### PAGE TEXT ###
Rachel: What a unique opportunity! What do you do as a volunteer with AoH?

Ryan: Being a part of the AoH team has perhaps been the highlight of my time in DC. Interacting with some of the best and most professional staff I have ever worked with, and tutoring English and grammar to undoubtedly the most inspirational group of adults. Participating in numerous fundraising efforts as a member of the AoH Leaders of Hope Council has been rewarding as it directly results in our learners receiving things such as food cards, Christmas gifts, and technology. But it is working with learners in the classroom (and virtually) that stands out the most. Getting to have an in-person, graduation ceremony for our learners would be special for both them and their families.  

Rachel: What do you do to relax or for fun at the end of a long week? 

Ryan: As the pandemic wears on, I am always try to get away from my desk and computer and also eat something that isn’t frozen or leftover. Saturdays I try to get out of the city – a hill run in the woods or just taking a drive goes a long way.   

Rachel: Do you have a Jewish role model who inspires you?

Ryan: I am lucky to not have had to look far. Although my two grandfathers, whom I admire very much, are still very much my role models, I want to mention my mother and father. My mother, who although small in stature, is so physically and mentally resilient and has overcome a lot to get to where she is today. She is the lynchpin to my entire family. She has taught me to always be inquisitive and positive. And then there is my father, who has shown me to live life the right way, working hard, maintaining your integrity, and perhaps more so than anything he has taught me accountability. In addition, in times of emergency and/or crisis there is perhaps no other person I would rather have there than him. That is one the best qualities to have, and hardest to emulate.

I also need to mention my best friend who I have known since I was five or six. He converted to Judaism when he married his wife and is nothing less than inspirational. Suffering from cystic fibrosis, he has undergone a lifetime of treatment and most recently a double-lung transplant. Despite the physical and health impediments he has kept his head up, raised a family, and manages to run half marathons which most of us with healthy lungs are unable to achieve. With the cards always stacked against him, he continues to live life to the fullest. 

Rachel: What’s at the top of your life bucket list or where are places you’d love to travel? Why?
### EXTRACTED DATA ###
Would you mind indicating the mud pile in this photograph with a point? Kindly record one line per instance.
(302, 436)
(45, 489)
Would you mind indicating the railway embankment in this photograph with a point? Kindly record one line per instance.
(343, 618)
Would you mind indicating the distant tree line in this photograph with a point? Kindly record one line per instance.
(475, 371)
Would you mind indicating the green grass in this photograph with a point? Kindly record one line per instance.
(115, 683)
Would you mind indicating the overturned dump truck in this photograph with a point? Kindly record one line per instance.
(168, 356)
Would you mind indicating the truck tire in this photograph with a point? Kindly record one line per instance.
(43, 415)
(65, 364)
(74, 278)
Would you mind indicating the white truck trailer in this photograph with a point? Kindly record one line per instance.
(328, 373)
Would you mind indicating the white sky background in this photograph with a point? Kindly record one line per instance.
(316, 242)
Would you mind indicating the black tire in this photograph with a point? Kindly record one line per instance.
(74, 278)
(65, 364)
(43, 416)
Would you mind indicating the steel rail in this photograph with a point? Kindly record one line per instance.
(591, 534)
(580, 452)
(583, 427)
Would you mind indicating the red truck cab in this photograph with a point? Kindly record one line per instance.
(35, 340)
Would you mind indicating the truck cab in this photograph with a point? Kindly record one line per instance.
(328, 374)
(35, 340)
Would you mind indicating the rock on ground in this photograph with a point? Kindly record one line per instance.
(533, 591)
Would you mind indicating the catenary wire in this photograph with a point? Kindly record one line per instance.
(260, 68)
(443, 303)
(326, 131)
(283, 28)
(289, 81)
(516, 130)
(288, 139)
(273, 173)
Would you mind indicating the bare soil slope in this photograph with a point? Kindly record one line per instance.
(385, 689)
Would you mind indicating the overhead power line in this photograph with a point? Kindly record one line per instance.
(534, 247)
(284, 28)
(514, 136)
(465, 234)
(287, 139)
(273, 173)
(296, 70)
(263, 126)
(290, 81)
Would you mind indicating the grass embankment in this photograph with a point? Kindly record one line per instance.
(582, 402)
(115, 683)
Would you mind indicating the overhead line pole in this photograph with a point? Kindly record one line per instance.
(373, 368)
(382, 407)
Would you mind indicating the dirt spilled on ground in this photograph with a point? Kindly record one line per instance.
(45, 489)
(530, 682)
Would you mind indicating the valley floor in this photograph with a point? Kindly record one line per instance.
###
## WORK INSTRUCTION
From the interview above, reproduce word for word the passage that begins at the words "Rachel: What a" and ends after "a long week?".

## ANSWER FOR THIS EXERCISE
Rachel: What a unique opportunity! What do you do as a volunteer with AoH?

Ryan: Being a part of the AoH team has perhaps been the highlight of my time in DC. Interacting with some of the best and most professional staff I have ever worked with, and tutoring English and grammar to undoubtedly the most inspirational group of adults. Participating in numerous fundraising efforts as a member of the AoH Leaders of Hope Council has been rewarding as it directly results in our learners receiving things such as food cards, Christmas gifts, and technology. But it is working with learners in the classroom (and virtually) that stands out the most. Getting to have an in-person, graduation ceremony for our learners would be special for both them and their families.  

Rachel: What do you do to relax or for fun at the end of a long week?